### Reading text
[START]
- Genre: Factual/crime show
- Created by: Fiona Baker Endemol Southern Star
- Starring: Lisa McCune
- Country of origin: Australia
- Original language: English
- No. of seasons: 3
- No. of episodes: 33

Production
- Running time: Approx. 60 minutes (including commercials)
- Production company: Southern Star Group

Original release
- Network: Seven Network
- Release: September 2004 – 25 October 2006

= Forensic Investigators =

2004-06 Australian television series

A Seven Network advertisement for the show

Forensic Investigators: Australia's True Crimes is an Australian television show hosted by Lisa McCune which aired on the Seven Network. It aired for three seasons from 2004 to 2006.

Focusing on actual Australian crimes, each episode unfolds the drama minute-by-minute showing viewers the tireless work of detectives, and the scientific procedures required to solve these mysteries.

The series includes exclusive footage that has never been seen outside the courtroom, including police videos, crime scene stills and ultra-realistic reenacted clips. The 1st and 2nd seasons have been released on DVD.

The third season featured a new time slot – Wednesday at 8:30 pm.
[END]
### Exercise prompt
Please reproduce the whole Forensic Investigators text word for word. The listing has no connection to the Forensic Investigators text.

### Data block
[START]
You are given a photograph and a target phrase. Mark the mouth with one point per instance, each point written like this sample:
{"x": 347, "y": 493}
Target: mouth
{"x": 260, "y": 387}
[END]
### Written response
- Genre: Factual/crime show
- Created by: Fiona Baker Endemol Southern Star
- Starring: Lisa McCune
- Country of origin: Australia
- Original language: English
- No. of seasons: 3
- No. of episodes: 33

Production
- Running time: Approx. 60 minutes (including commercials)
- Production company: Southern Star Group

Original release
- Network: Seven Network
- Release: September 2004 – 25 October 2006

= Forensic Investigators =

2004-06 Australian television series

A Seven Network advertisement for the show

Forensic Investigators: Australia's True Crimes is an Australian television show hosted by Lisa McCune which aired on the Seven Network. It aired for three seasons from 2004 to 2006.

Focusing on actual Australian crimes, each episode unfolds the drama minute-by-minute showing viewers the tireless work of detectives, and the scientific procedures required to solve these mysteries.

The series includes exclusive footage that has never been seen outside the courtroom, including police videos, crime scene stills and ultra-realistic reenacted clips. The 1st and 2nd seasons have been released on DVD.

The third season featured a new time slot – Wednesday at 8:30 pm.